=== SOURCE DOCUMENT ===
□ □ □ □ □

How studying law helped me with programming - colinscape
https://hackernoon.com/how-studying-law-helped-me-with-programming-6af88ac77a8e#.uwyw7d89j
======
custos
Studying programming will help you understand other subjects as well (to a
degree).

After working in enough industries, you get good at distilling the business
rules and domain model to the parts that actually matter. You apply that
mindset to a new subject that interests you and zero in on those important
parts for increased study until you start connecting the dots.

I remember the day I finally realized that most of pharmacology is incredibly
analogous to a message passing and any cast network routing.

Obviously a little more complicated than that, but a drug (a ligand in this
situation) is a message passed through the bloodstream in an broadcast/anycast
routing fashion (X amount to be consumed by first X cells to come in contact,
before being released and repeated, until metabolized). When a ligand binds to
a receptor, the cell consumes the message and executes an action based on the
type of cell it is and the ligand's payload (could be an agonist, an
antagonist, along with other variables).

You get side effect when target cell in organ X has receptor A that you want
to activate. However organ Y also has cells with receptor A.

So when the drug is given, if there isn't a way to prevent it from reaching
organ Y, organ Y's response will be a side effect.

Example: Benadryl. Anti-histamine is targeted for reducing allergic response
related cells, but can cross the blood brain barrier affecting cells that
respond with sleepiness.

\----

I remember after reading about how cells physically do these things, and
realizing that metabotropic cells use the g protein channels almost like
hardware circuit switched controls for inner cell functions, and ionotropic
receptors are more like open and close buttons for ion channels (nervous
system messages use ions).

I then wondered if a neurotoxin is just like throwing a mechanical wrench into
the cells machinery, which IIRC, it is by jamming into and blocking ion
channels.

\----

My interest in AI development lies far more on the psychopharmacology side and
reverse engineering the human brain, but I think I'm too old to go back to
school for 8 years to major in that stuff -_-;.

□ □ □ □ □

=== DATA EXTRACTS ===
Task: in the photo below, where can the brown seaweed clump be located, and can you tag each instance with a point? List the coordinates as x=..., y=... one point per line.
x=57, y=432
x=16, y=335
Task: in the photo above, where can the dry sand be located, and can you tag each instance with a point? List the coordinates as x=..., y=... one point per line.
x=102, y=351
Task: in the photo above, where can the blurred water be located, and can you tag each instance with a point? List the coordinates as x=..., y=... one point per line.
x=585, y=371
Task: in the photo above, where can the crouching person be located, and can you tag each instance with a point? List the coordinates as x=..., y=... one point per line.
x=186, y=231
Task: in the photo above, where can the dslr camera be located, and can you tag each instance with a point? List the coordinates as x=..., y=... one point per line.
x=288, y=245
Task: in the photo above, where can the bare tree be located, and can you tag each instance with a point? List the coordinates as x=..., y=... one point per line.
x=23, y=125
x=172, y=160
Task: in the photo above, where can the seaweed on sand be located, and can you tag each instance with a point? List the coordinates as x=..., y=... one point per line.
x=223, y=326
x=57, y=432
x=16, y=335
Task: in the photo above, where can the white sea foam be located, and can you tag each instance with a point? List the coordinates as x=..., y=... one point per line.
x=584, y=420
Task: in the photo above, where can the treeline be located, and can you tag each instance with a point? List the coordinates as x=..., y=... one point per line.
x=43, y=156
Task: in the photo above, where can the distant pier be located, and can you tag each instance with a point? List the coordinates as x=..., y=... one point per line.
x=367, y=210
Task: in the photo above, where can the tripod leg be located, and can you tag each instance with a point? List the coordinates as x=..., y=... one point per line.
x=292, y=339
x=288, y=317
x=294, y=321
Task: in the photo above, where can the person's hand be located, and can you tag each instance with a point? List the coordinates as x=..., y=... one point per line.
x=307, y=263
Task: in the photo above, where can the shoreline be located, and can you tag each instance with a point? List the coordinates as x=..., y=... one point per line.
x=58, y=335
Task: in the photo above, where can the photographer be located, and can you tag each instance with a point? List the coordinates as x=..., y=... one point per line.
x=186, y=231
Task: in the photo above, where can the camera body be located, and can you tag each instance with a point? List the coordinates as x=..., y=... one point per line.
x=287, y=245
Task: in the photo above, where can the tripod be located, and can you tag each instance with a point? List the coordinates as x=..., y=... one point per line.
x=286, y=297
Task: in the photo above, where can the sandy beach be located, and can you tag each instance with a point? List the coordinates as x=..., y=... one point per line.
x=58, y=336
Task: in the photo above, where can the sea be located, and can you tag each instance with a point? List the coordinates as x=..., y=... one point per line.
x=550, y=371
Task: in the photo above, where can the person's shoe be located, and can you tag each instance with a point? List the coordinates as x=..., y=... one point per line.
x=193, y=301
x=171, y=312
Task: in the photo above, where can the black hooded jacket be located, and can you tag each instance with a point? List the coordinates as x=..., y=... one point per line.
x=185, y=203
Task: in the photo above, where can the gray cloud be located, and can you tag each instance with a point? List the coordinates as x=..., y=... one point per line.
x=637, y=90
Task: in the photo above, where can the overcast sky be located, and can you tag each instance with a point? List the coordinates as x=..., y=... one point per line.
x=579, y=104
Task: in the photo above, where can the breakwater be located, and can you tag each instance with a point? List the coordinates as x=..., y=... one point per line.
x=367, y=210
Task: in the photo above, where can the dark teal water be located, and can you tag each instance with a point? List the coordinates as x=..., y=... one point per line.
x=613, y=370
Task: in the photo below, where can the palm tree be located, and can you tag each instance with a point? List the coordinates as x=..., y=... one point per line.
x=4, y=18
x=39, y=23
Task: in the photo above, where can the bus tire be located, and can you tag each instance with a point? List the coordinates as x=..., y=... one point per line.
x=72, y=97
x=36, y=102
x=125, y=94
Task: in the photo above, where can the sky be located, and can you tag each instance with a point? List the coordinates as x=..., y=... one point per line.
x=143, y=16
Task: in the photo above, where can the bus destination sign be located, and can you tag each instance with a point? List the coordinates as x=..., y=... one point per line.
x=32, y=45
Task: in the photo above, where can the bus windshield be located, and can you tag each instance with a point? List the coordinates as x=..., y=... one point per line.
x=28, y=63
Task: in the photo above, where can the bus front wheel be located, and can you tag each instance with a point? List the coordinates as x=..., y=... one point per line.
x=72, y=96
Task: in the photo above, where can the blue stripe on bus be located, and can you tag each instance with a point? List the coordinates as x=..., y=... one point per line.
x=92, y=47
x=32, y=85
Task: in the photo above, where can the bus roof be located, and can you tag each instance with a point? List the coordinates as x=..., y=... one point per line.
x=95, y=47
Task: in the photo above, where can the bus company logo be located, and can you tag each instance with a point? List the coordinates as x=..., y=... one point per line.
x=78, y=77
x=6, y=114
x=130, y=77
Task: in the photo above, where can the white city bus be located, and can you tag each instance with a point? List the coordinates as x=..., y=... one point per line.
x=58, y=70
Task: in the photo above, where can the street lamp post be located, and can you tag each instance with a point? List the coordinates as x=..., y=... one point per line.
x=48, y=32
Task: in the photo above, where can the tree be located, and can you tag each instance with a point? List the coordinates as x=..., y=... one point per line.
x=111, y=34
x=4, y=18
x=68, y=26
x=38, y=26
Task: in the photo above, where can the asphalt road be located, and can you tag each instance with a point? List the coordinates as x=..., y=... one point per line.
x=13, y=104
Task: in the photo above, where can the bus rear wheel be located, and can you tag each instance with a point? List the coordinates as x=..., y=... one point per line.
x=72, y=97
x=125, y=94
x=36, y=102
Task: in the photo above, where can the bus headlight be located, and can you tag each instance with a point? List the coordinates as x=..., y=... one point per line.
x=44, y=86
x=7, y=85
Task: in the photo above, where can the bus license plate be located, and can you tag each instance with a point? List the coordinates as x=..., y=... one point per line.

□ □ □ □ □

=== THINGS TO DO ===
(a) Answer these from the forum thread:
(i) What drug does it give as an example of a side effect?
(ii) What does it say nervous system messages use?
(iii) How many years of school does the writer say going back would take?
(b) Say whether each statement agrees with the forum thread. Answer yes or no and quote the words that decide it.
(i) Ionotropic receptors are compared to open and close buttons for ion channels.
(ii) The writer's interest in AI development lies mostly on the hardware side.
(iii) A side effect can come from a drug reaching an organ it was not aimed at.
(c) Copy the forum thread from "How studying law" up to and including "connecting the dots.".
The rows have no connection to the forum thread.

=== ANSWERS FOR EACH ITEM ===
(a)
(i) Benadryl
(ii) Ions
(iii) 8 years

(b)
(i) Yes: "ionotropic receptors are more like open and close buttons for ion channels"
(ii) No: "My interest in AI development lies far more on the psychopharmacology side and reverse engineering the human brain"
(iii) Yes: "if there isn't a way to prevent it from reaching organ Y, organ Y's response will be a side effect."

(c)
How studying law helped me with programming - colinscape
https://hackernoon.com/how-studying-law-helped-me-with-programming-6af88ac77a8e#.uwyw7d89j
======
custos
Studying programming will help you understand other subjects as well (to a
degree).

After working in enough industries, you get good at distilling the business
rules and domain model to the parts that actually matter. You apply that
mindset to a new subject that interests you and zero in on those important
parts for increased study until you start connecting the dots.